**About this task:**
For each entry below, please return its exact wording and leave out any picture.

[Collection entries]
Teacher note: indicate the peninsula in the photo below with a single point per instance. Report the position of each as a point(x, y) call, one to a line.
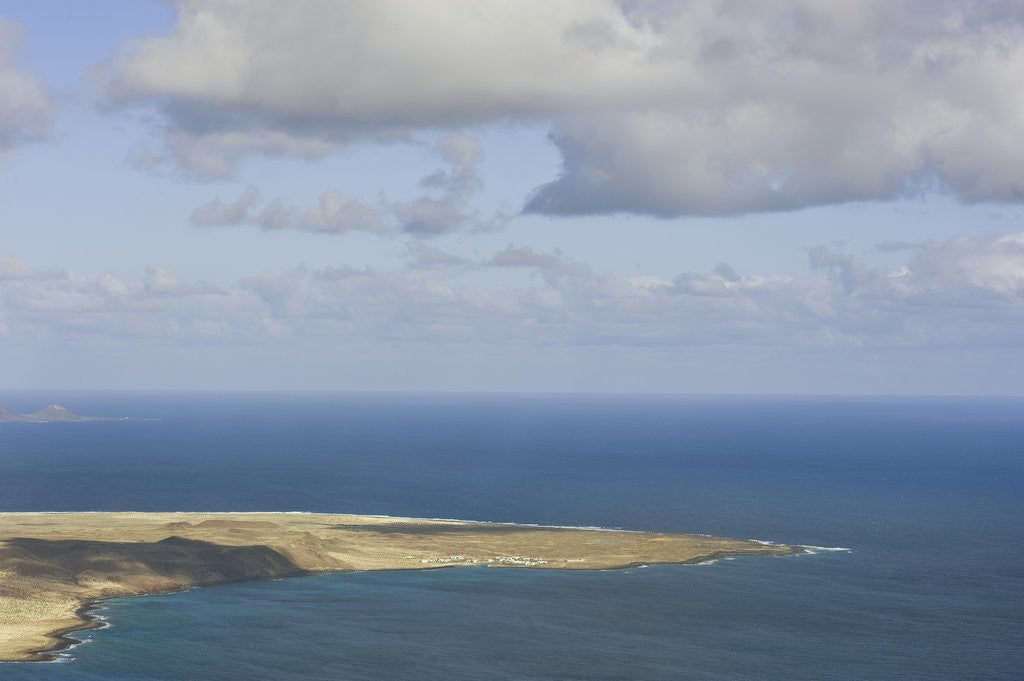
point(54, 565)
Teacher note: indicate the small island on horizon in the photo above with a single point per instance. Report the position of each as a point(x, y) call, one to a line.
point(49, 414)
point(53, 566)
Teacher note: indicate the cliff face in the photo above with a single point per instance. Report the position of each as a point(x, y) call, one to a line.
point(52, 564)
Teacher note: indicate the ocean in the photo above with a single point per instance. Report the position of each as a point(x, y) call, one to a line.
point(927, 494)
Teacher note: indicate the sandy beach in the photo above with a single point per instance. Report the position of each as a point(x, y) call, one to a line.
point(54, 565)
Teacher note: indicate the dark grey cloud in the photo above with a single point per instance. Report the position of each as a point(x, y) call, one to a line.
point(665, 109)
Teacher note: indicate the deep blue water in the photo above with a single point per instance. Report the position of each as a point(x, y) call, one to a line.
point(928, 493)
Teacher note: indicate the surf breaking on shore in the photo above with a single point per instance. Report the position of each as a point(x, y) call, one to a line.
point(55, 566)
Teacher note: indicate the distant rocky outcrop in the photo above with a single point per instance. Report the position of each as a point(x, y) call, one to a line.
point(50, 414)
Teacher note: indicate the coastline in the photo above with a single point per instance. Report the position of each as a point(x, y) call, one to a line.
point(89, 558)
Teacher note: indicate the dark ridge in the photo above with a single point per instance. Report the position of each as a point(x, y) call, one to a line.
point(438, 528)
point(174, 558)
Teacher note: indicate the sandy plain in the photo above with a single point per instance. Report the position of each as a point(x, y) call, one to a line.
point(54, 565)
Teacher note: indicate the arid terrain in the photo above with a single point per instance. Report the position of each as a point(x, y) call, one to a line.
point(53, 565)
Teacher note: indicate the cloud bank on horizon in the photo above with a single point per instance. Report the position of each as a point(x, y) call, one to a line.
point(428, 272)
point(667, 109)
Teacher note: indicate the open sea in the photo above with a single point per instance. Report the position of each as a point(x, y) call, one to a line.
point(928, 494)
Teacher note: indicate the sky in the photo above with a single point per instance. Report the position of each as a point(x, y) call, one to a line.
point(567, 196)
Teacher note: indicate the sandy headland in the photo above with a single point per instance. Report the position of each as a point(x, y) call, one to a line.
point(54, 565)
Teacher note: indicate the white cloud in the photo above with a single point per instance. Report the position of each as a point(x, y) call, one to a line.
point(665, 109)
point(441, 210)
point(967, 292)
point(26, 107)
point(334, 213)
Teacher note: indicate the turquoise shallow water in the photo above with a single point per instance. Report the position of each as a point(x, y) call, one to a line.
point(926, 493)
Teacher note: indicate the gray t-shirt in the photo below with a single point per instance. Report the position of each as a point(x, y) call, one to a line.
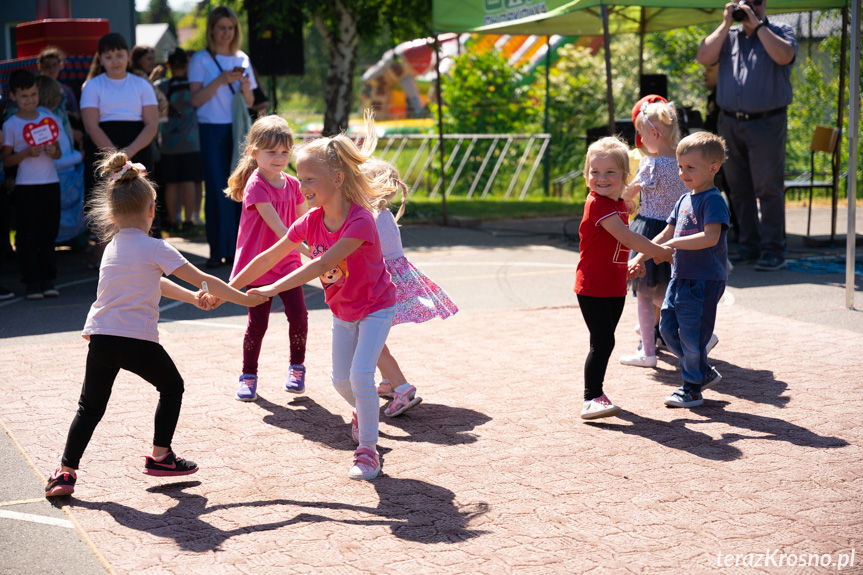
point(127, 299)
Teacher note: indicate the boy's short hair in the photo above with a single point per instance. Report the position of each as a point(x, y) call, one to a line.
point(710, 146)
point(178, 58)
point(21, 80)
point(51, 52)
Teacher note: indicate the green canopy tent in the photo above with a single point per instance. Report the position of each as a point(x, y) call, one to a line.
point(594, 17)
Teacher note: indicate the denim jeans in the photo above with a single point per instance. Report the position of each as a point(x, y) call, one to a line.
point(356, 348)
point(686, 323)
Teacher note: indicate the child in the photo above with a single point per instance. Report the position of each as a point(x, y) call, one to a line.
point(696, 229)
point(341, 234)
point(36, 195)
point(659, 188)
point(180, 164)
point(600, 279)
point(418, 298)
point(271, 203)
point(122, 324)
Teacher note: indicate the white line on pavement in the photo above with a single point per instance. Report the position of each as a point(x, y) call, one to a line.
point(36, 518)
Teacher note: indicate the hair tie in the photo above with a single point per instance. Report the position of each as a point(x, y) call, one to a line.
point(125, 168)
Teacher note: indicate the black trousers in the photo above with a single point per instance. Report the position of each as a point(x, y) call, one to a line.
point(37, 219)
point(107, 356)
point(601, 315)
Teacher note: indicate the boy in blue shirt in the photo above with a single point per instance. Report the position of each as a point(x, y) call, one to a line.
point(28, 143)
point(696, 229)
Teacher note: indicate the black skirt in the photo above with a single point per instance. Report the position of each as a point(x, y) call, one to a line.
point(656, 276)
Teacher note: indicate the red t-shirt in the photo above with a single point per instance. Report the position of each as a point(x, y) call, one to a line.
point(255, 236)
point(360, 284)
point(601, 269)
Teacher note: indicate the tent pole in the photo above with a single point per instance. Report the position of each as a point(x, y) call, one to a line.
point(547, 158)
point(606, 36)
point(837, 153)
point(440, 127)
point(853, 143)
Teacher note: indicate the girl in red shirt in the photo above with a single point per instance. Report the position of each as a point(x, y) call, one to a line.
point(600, 279)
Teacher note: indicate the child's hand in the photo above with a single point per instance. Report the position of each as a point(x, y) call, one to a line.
point(266, 291)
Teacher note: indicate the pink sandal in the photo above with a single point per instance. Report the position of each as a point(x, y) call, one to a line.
point(367, 464)
point(402, 402)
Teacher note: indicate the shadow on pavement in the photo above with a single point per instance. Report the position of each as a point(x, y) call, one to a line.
point(414, 511)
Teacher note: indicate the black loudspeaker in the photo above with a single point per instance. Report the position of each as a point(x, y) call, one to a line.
point(276, 52)
point(654, 84)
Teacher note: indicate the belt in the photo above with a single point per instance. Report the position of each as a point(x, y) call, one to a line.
point(756, 116)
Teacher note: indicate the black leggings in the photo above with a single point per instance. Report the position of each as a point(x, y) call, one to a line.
point(601, 315)
point(107, 356)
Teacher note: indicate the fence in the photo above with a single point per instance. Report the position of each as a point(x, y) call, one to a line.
point(475, 165)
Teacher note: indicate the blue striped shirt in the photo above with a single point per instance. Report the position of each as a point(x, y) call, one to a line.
point(749, 80)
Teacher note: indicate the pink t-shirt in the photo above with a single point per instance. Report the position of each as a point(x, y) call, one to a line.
point(255, 236)
point(360, 284)
point(127, 299)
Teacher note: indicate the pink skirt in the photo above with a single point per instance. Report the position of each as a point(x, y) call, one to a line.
point(418, 299)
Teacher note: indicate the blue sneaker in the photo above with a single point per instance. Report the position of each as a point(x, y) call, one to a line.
point(296, 382)
point(248, 388)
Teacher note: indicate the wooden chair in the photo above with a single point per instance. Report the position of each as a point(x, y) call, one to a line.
point(823, 140)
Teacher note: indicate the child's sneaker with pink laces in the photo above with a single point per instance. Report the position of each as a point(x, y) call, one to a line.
point(61, 483)
point(367, 464)
point(296, 382)
point(599, 407)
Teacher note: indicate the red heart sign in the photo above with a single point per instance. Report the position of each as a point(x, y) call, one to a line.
point(45, 132)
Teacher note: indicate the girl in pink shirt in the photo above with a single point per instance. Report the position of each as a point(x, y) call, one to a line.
point(343, 240)
point(271, 202)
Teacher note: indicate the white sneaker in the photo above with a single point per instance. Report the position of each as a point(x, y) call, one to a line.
point(599, 407)
point(712, 343)
point(639, 360)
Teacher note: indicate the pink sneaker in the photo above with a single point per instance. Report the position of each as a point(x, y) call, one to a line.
point(402, 402)
point(599, 407)
point(367, 464)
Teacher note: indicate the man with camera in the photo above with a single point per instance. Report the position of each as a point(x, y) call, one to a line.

**Reply:**
Teacher note: indicate the peninsula in the photo below with a single point per instance. Report the position of each as a point(x, y) call, one to a line.
point(54, 565)
Teacher note: indicate the small island on horizon in the photo above with a single point per instance. Report the position of each as a point(x, y) call, one to a line.
point(49, 414)
point(53, 566)
Teacher note: indicate the cliff face in the photo above with a single point per instance. Report the position of each as a point(x, y) call, one to a line.
point(52, 564)
Teacher note: indicate the ocean in the photo above with a single point per instance. Report the position of each as a point(x, y) call, one to a line.
point(927, 494)
Teacher note: indicate the sandy beach in the photo above with a single point per instance. Report the position of each as a point(x, y) call, one to a line.
point(54, 565)
Teacher note: indicate the dark grey cloud in the photo above with a single point per instance. Report the position of each as a point(x, y) call, one to a line.
point(665, 109)
Teacher note: indicate the deep blue water in the photo above with a single point per instance. Report the position of each as a point(x, y) call, one to a line.
point(928, 493)
Teacher note: indicate the surf breaking on shore in the photo above with a single point per instance. Report the position of each as a point(x, y) call, one to a line.
point(55, 566)
Teacher note: indicate the distant rocky outcrop in the photo above with a single point per instance. Report the position of each as a point(x, y) call, one to a line.
point(50, 414)
Teacher note: indicate the coastline in the photo above with a single point per instance. Report the position of each as a point(x, y) call, one to a line.
point(89, 558)
Teacher note: indicate the dark ridge in the photo above with a single point per instance. Report the position of each as a point(x, y) call, one to a line.
point(438, 528)
point(174, 558)
Teacher note: indicate the sandy plain in the photo above with a single point per instance. Report the position of each as a point(x, y) call, one to a line.
point(54, 565)
Teacher note: indicate the arid terrain in the photo above with a single point per instance. Report the position of each as a point(x, y) call, one to a line.
point(53, 565)
Teacher note: indicate the cloud bank on horizon in the photo above with a single point per instance. Report the position of each as a point(x, y) call, one to a line.
point(428, 272)
point(667, 109)
Teacher note: indicate the open sea in the photo above with a single point per instance. Report the position of each as a point(x, y) call, one to a line.
point(928, 494)
Teacher note: indicate the sky in the photo above with a single point per instance. Report the position of each as a point(x, y) call, one to a line.
point(567, 196)
Teacher note: indicate the sandy headland in the photo above with a single point per instance. Report the position of each as a point(x, y) call, one to a line.
point(54, 565)
Teacher note: indicate the white cloud in the photo above with a single point per instance. Report the position of each as a point(x, y) call, one to a line.
point(665, 109)
point(441, 210)
point(967, 292)
point(26, 107)
point(334, 213)
Teacher note: indicate the turquoise shallow water in the photo above with a single point per instance. Report the position of each as a point(x, y) call, one to a line.
point(926, 493)
Teacher note: indicate the gray t-shirt in the photo below with a single point per instance. Report the position of each as a point(x, y) call, one to a line.
point(127, 299)
Teacher note: indicate the boy's short hair in the photo above with a single point per instance. Report the position of each as a point(x, y) call, one to a line.
point(710, 146)
point(178, 58)
point(21, 80)
point(51, 52)
Teacher note: indicate the green canopy tent in the photo above with a single point per instance. Report the position of each as a point(x, y) call, one to a line.
point(594, 17)
Teacher note: indicate the denim jeans in the photo above with a single point per instance. Report the position of each as a point(x, y) call, one to a line.
point(356, 348)
point(686, 323)
Teacher note: indicate the child in the photo above with a single point per instance. Report the position of each as a point(x, y) call, one to a line.
point(696, 229)
point(341, 234)
point(36, 195)
point(659, 188)
point(180, 164)
point(600, 279)
point(418, 298)
point(271, 203)
point(122, 324)
Teacher note: indicate the white line on pavement in the photo above with a single point per instance. Report the position of each as a point(x, y) call, one to a line.
point(36, 518)
Teacher note: indicate the hair tie in the photo above with a single point per instance. Report the position of each as a point(x, y) call, one to a line.
point(125, 168)
Teacher note: indicate the black trousers in the photo above with a single point per instance. Report the position of each as a point(x, y) call, one to a line.
point(37, 219)
point(107, 356)
point(601, 315)
Teacher note: indicate the boy in blue shirt in the photo above with a single point per instance. Report the position of each as a point(x, y) call, one to a line.
point(28, 143)
point(696, 229)
Teacher note: indicate the black skirt in the photo above with a single point per instance. Report the position of each as a point(x, y) call, one to a line.
point(656, 276)
Teacher note: indicate the red t-shirt in the photo above with a single point per instance. Report the position of each as a point(x, y) call, one to a line.
point(255, 236)
point(360, 284)
point(601, 269)
Teacher note: indicate the tent pole in the photo above with a single point per instance. Report the position of each as a point(x, y) call, one to a line.
point(547, 158)
point(606, 36)
point(837, 153)
point(440, 127)
point(853, 143)
Teacher note: indicate the girl in red shirt in the photo above with a single point per instance. Report the position of each as a point(x, y) call, one to a line.
point(600, 279)
Teacher note: indicate the child's hand in the photo above with a single point per instance. Report the position of each as a point(x, y) call, one to a line.
point(266, 291)
Teacher note: indicate the pink sandal in the photo above with a single point per instance. Report the position of each as a point(x, y) call, one to a line.
point(367, 464)
point(402, 402)
Teacher note: indicate the shadow on pavement in the photo above with a single point per instance. Report the position of each as a point(x, y) call, one to a line.
point(414, 511)
Teacher note: indicate the black loudspeaker in the photo above with a single point per instance. Report the position of each as a point(x, y) call, one to a line.
point(276, 52)
point(654, 84)
Teacher note: indicate the belt in the photo above with a single point per instance. Report the position of each as a point(x, y) call, one to a line.
point(756, 116)
Teacher note: indicate the black leggings in the photo above with a single point per instance. Report the position of each as a point(x, y) call, one to a line.
point(601, 315)
point(107, 356)
Teacher note: indicate the fence in the photo above with a single point per instance. Report the position of each as a point(x, y) call, one to a line.
point(475, 165)
Teacher note: indicate the blue striped shirt in the photo above with a single point per instance. Report the position of each as a point(x, y) call, one to a line.
point(749, 80)
Teacher note: indicate the pink t-shirt in the photo above with a single point per instance. Report the position of each as a point(x, y) call, one to a line.
point(255, 236)
point(360, 284)
point(127, 299)
Teacher note: indicate the pink skirt in the photo above with a single point per instance. Report the position of each as a point(x, y) call, one to a line.
point(418, 299)
Teacher note: indicate the blue sneaker in the photo above with a single point per instance. Report the position of each as a point(x, y) call, one to a line.
point(296, 382)
point(248, 388)
Teacher note: indicate the wooden chair in the photo above with a single point per instance. Report the position of each as a point(x, y) call, one to a line.
point(823, 140)
Teacher note: indicate the child's sneaker with pink laces in the photo above with a single point per instance. Report the position of each as a point(x, y) call, one to a line.
point(61, 483)
point(367, 464)
point(296, 382)
point(599, 407)
Teacher note: indicate the red heart sign in the photo above with a single point per instance. Report the position of each as a point(x, y) call, one to a line.
point(45, 132)
Teacher note: indicate the girl in pink shirt in the photo above with a single point per instance. Report the position of each as a point(x, y) call, one to a line.
point(343, 240)
point(271, 202)
Teacher note: indicate the white sneaker in the photo above with a single point per instance. Report the position of each as a point(x, y) call, one to a line.
point(599, 407)
point(712, 343)
point(639, 360)
Teacher note: indicate the pink sneaker in the photo above with a single point per instance. Report the position of each as a point(x, y) call, one to a line.
point(402, 402)
point(599, 407)
point(367, 464)
Teacher note: indicate the man with camera in the photo above with a single point per instance. Report the position of each as a point(x, y) call, one to a line.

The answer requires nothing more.